BEGIN Provided information
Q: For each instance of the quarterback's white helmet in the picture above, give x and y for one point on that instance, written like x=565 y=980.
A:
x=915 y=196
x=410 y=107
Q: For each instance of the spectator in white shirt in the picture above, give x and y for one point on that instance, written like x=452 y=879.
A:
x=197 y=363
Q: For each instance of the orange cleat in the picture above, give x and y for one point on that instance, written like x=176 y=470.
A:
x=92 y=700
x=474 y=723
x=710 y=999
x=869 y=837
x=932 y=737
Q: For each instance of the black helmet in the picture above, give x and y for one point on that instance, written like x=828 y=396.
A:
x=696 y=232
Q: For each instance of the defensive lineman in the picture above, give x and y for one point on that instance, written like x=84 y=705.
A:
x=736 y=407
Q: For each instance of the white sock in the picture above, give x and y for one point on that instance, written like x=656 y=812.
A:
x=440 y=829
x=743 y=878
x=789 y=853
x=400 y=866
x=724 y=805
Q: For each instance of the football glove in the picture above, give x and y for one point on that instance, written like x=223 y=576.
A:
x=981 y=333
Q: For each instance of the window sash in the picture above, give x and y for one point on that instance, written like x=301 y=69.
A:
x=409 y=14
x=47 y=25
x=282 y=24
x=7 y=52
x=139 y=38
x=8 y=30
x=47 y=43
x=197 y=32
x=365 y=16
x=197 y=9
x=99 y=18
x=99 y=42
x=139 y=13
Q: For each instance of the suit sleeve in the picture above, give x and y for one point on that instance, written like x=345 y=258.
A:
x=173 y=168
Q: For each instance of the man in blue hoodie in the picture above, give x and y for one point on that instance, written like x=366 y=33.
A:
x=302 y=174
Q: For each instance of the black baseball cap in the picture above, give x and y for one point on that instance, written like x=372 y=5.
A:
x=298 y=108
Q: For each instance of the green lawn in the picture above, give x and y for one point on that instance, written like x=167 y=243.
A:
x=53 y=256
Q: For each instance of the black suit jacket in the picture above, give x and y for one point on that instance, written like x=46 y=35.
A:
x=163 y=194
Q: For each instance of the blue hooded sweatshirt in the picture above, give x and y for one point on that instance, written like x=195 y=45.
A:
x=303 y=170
END Provided information
Task to carry out> Express the lines of the records above as a Markdown table with the columns "Row" and "Line text," numbering each line and omitting any blank lines.

Solution to the exercise>
| Row | Line text |
|---|---|
| 1 | Q: For each instance of the quarterback's white helmet in the picture above, give x and y for one point on that instance, written like x=565 y=980. |
| 2 | A: |
| 3 | x=915 y=196 |
| 4 | x=410 y=107 |
| 5 | Q: For each instance of the spectator in white shirt in the picture above, give x and y for one point on that instance, written like x=452 y=879. |
| 6 | A: |
| 7 | x=197 y=363 |
| 8 | Q: For each instance of the orange cleat in the picture above, give x and y for one point on that instance, written like x=176 y=470. |
| 9 | A: |
| 10 | x=92 y=700 |
| 11 | x=474 y=723 |
| 12 | x=710 y=999 |
| 13 | x=869 y=837 |
| 14 | x=932 y=737 |
| 15 | Q: For each instance of the black helmet in the picture above, give x and y for one point on that instance, written like x=828 y=396. |
| 16 | A: |
| 17 | x=696 y=232 |
| 18 | Q: For each instance of the defensive lineman in the picture above, give x and y for one point on that instance, written like x=84 y=705. |
| 19 | A: |
| 20 | x=736 y=407 |
| 21 | Q: For each instance of the white sock in the picture above, give x and y for one point on that instance, written like x=656 y=812. |
| 22 | A: |
| 23 | x=440 y=829 |
| 24 | x=743 y=878 |
| 25 | x=789 y=853 |
| 26 | x=400 y=866 |
| 27 | x=724 y=805 |
| 28 | Q: For each instance of the football glove in the picture above, give x and y for one point on that instance, written like x=223 y=576. |
| 29 | A: |
| 30 | x=981 y=333 |
| 31 | Q: For each instance of the window sash in the picture above, give x and y for one point on that instance, written like x=301 y=69. |
| 32 | A: |
| 33 | x=409 y=14 |
| 34 | x=47 y=25 |
| 35 | x=282 y=24 |
| 36 | x=7 y=52 |
| 37 | x=139 y=38 |
| 38 | x=8 y=30 |
| 39 | x=47 y=43 |
| 40 | x=197 y=32 |
| 41 | x=365 y=16 |
| 42 | x=197 y=9 |
| 43 | x=99 y=18 |
| 44 | x=99 y=42 |
| 45 | x=139 y=13 |
| 46 | Q: For each instance of the suit sleeve in the picture above, give x and y for one point on that instance, written like x=345 y=258. |
| 47 | A: |
| 48 | x=173 y=168 |
| 49 | Q: For each instance of the man in blue hoodie in the picture above, give x and y for one point on that instance, written like x=366 y=33. |
| 50 | A: |
| 51 | x=302 y=174 |
| 52 | Q: For each instance of the black baseball cap in the picture above, give x and y for one point on that instance, written like x=372 y=5. |
| 53 | A: |
| 54 | x=298 y=108 |
| 55 | Q: For each instance of the green lawn in the picture above, give x and y for one point on that instance, written like x=167 y=243. |
| 56 | A: |
| 57 | x=53 y=256 |
| 58 | Q: For each instance of the black suit jacket in the picture above, give x and y for one point on that instance, written like x=46 y=35. |
| 59 | A: |
| 60 | x=163 y=194 |
| 61 | Q: For each instance of the blue hooded sweatshirt in the picture above, give x and y for one point on that instance, written like x=195 y=45. |
| 62 | A: |
| 63 | x=303 y=170 |